◆ Passage provided ◆
=-=-=-=-=

Jakub Hronec (born 5 September 1992 in Banská Bystrica) is a Slovak footballer who currently plays as a midfielder for ASK Mannersdorf. 

His former club was a Bulgarian giant Ludogorets Razgrad.

Career 
Born in Banská Bystrica, Hronec began his youth career at FK Dukla. At the age of 10 he moved from Baník Pezinok to Inter Bratislava.

Hronec joined the Birmingham City Academy in 2008, when he turned 16.

Ludogorets Razgrad
On 19 August 2011, Hronec joined Bulgarian Ludogorets Razgrad on a three-year contract for an undisclosed fee.

Two weeks later, Kaliakra Kavarna signed Jakub on a four-month loan deal. On 3 October, he made his Bulgarian A PFG debut, in their 3–0 loss against Slavia Sofia. He scored his first goal on 21 October, in a 3–2 away loss against Levski Sofia after a long-distance effort.

=-=-=-=-=

Extracted records:
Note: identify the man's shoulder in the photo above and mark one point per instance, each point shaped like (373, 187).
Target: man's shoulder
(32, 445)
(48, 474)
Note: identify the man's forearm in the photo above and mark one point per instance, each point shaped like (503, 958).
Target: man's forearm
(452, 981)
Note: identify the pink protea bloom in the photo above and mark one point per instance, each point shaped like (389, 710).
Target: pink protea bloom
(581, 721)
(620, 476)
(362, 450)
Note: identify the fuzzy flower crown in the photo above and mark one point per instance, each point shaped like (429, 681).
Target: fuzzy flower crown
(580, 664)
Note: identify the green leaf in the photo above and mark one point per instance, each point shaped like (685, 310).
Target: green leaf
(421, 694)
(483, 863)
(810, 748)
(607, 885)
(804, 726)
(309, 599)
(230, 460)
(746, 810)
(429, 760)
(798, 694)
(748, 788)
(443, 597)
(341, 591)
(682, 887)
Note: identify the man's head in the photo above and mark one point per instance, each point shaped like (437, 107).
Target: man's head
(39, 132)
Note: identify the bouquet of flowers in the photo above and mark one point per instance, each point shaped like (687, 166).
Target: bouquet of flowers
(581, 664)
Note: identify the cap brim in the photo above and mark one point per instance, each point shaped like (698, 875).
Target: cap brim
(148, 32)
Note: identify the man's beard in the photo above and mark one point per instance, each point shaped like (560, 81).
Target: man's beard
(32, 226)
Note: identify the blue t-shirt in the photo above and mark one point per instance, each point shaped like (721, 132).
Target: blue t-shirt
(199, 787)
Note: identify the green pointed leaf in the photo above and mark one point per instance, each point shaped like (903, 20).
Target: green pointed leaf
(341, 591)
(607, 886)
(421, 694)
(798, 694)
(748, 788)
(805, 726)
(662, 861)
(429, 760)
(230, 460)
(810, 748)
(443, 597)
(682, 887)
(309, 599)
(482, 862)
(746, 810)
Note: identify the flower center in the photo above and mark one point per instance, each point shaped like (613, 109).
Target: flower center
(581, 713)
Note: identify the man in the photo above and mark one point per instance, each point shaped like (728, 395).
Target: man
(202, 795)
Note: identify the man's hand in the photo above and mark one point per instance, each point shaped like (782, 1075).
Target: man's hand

=-=-=-=-=

◆ Work to complete ◆
[1] Using the passage on Jakub Hronec, decide whether each statement agrees with it: (a) Hronec joined the Birmingham City Academy when he turned 16; (b) he signed a four-year contract with Ludogorets Razgrad; (c) his Bulgarian A PFG debut ended in a win. Answer yes or no for each, quoting the deciding words.
[2] From the passage on Jakub Hronec, retype everything from "Jakub Hronec (born" down to "to Inter Bratislava.", keeping the wording unchanged.
The records are separate material that stands apart from the text about Jakub Hronec.

◆ Task-by-task answers ◆
[1]
(a) Yes: "Hronec joined the Birmingham City Academy in 2008, when he turned 16."
(b) No: "on a three-year contract for an undisclosed fee"
(c) No: "in their 3–0 loss against Slavia Sofia"

[2]
Jakub Hronec (born 5 September 1992 in Banská Bystrica) is a Slovak footballer who currently plays as a midfielder for ASK Mannersdorf. 

His former club was a Bulgarian giant Ludogorets Razgrad.

Career 
Born in Banská Bystrica, Hronec began his youth career at FK Dukla. At the age of 10 he moved from Baník Pezinok to Inter Bratislava.